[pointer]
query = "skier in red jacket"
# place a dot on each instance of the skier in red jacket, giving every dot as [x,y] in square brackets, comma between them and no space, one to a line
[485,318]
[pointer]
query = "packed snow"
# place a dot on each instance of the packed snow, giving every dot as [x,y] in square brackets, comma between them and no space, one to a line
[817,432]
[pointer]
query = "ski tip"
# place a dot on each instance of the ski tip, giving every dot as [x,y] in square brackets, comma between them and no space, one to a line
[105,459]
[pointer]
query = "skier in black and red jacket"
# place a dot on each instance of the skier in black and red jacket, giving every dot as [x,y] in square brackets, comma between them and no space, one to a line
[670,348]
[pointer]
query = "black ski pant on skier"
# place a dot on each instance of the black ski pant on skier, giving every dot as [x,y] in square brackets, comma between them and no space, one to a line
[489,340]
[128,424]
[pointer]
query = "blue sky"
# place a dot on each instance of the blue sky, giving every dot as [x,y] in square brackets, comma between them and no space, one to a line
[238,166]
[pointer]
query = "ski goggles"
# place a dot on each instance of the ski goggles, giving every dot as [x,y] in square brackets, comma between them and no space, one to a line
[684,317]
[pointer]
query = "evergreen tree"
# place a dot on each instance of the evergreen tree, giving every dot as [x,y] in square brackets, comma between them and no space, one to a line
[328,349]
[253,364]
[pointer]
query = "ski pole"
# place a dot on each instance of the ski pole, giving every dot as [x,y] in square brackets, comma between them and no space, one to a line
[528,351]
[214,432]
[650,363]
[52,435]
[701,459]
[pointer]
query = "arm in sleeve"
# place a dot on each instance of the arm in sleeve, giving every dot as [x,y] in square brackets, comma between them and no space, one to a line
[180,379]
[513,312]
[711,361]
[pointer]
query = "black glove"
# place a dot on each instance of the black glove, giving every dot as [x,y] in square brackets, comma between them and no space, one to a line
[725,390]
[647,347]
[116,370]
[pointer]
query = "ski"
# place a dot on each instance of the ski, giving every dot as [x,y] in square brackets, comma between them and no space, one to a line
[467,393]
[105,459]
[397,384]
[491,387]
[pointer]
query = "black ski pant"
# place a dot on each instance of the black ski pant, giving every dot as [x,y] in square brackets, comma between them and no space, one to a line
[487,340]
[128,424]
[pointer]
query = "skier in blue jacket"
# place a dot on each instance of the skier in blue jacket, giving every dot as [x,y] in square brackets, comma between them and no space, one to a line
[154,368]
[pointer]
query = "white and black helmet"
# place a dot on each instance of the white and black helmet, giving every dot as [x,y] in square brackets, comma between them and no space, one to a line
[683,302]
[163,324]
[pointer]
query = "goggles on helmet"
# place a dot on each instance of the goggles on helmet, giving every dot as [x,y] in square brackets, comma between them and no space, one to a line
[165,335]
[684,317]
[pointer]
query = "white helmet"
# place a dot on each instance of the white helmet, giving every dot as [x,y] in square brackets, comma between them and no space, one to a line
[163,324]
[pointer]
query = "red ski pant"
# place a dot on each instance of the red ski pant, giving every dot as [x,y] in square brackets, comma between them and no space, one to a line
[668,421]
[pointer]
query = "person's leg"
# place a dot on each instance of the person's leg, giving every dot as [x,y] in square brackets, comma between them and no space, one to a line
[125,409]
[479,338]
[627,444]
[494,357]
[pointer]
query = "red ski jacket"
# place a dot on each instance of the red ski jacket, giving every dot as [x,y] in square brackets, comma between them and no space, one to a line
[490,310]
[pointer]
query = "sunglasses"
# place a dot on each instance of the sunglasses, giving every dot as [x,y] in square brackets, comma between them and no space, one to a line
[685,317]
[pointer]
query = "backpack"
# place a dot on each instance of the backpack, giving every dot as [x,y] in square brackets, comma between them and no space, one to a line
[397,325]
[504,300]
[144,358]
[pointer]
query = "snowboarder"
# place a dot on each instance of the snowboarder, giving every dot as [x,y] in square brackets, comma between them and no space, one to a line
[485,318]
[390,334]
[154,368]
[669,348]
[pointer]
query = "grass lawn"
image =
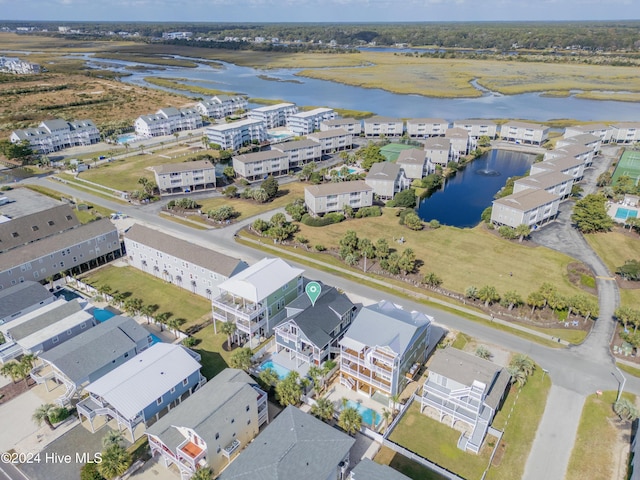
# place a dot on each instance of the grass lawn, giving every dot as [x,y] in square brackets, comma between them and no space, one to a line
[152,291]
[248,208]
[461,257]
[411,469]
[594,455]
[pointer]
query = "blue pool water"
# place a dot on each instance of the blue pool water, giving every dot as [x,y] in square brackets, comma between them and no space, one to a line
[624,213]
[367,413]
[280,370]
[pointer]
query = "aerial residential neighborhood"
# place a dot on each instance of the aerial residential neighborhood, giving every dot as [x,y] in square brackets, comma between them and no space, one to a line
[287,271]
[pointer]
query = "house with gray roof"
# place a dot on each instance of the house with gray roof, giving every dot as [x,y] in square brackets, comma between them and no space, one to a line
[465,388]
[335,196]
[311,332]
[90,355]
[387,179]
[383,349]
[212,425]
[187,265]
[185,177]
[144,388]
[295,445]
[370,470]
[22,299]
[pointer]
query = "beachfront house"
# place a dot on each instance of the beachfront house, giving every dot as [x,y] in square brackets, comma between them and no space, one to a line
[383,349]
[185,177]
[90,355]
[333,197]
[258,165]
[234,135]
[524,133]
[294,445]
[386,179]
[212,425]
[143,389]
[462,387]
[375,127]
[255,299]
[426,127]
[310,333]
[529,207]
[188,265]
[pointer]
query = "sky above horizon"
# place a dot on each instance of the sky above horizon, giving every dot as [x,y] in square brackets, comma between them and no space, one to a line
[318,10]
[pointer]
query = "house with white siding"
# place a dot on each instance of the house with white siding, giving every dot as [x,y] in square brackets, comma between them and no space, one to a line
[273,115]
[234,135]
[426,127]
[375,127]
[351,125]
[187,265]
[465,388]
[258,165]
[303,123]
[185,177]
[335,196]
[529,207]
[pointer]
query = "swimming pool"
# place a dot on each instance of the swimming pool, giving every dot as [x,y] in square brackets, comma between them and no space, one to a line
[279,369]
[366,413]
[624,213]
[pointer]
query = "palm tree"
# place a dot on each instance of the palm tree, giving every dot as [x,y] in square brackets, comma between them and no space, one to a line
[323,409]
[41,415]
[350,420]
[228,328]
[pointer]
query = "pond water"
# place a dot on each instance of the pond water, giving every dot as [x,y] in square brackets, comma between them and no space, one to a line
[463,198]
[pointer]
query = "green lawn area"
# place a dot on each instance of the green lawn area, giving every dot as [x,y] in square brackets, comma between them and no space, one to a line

________

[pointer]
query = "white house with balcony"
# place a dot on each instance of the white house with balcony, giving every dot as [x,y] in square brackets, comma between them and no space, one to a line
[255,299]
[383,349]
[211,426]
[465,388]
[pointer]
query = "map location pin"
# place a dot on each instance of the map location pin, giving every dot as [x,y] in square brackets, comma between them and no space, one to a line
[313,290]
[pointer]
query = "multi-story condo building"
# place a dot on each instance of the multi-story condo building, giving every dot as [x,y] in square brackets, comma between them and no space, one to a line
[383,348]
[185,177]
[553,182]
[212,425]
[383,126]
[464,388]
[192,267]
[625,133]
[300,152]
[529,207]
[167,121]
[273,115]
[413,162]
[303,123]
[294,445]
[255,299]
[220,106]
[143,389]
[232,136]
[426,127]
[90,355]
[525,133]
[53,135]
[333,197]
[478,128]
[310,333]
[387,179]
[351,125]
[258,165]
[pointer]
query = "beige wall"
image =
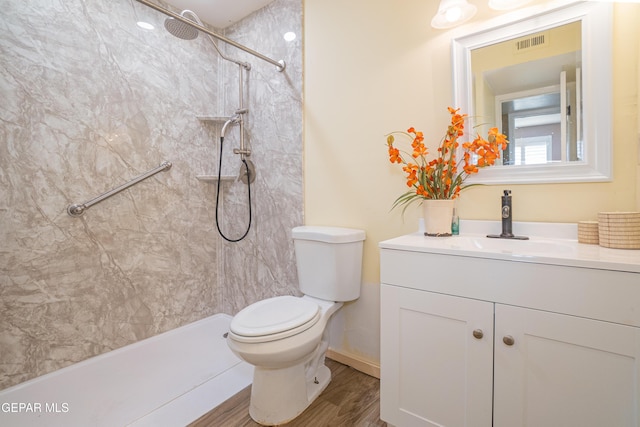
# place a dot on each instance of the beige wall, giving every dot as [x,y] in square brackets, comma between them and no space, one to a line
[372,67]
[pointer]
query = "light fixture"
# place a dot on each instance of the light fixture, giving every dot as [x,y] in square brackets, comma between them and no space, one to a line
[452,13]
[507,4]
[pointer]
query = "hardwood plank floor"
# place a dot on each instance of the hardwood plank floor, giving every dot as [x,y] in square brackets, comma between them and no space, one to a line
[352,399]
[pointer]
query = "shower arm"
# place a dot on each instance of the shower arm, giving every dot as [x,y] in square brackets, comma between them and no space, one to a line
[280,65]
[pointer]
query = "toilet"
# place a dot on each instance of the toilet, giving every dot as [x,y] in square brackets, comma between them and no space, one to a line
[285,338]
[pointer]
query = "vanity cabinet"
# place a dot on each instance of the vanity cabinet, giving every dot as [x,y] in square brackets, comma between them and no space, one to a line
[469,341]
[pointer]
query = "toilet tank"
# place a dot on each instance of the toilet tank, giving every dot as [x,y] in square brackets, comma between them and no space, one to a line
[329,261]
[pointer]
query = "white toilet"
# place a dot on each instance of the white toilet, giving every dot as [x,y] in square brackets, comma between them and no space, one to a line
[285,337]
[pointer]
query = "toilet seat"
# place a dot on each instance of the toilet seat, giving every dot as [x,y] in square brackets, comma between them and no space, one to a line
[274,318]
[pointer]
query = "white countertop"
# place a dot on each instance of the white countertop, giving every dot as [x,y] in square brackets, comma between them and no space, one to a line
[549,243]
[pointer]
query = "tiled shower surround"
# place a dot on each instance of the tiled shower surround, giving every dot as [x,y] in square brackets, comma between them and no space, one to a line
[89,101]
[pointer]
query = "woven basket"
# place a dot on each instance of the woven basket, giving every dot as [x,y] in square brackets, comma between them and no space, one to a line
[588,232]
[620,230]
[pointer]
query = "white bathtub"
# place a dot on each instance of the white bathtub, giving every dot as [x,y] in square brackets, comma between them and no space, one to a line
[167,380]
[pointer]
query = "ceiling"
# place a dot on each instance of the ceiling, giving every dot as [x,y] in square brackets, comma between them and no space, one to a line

________

* Exercise requirements: Report every line of the records above that contains the string "woven", copying each such line in full.

* Answer to the task:
query = "woven basket"
# place a dot on each instance of the woven basket, giving every dot as [x,y] in square brackets, comma between them and no space, one to a line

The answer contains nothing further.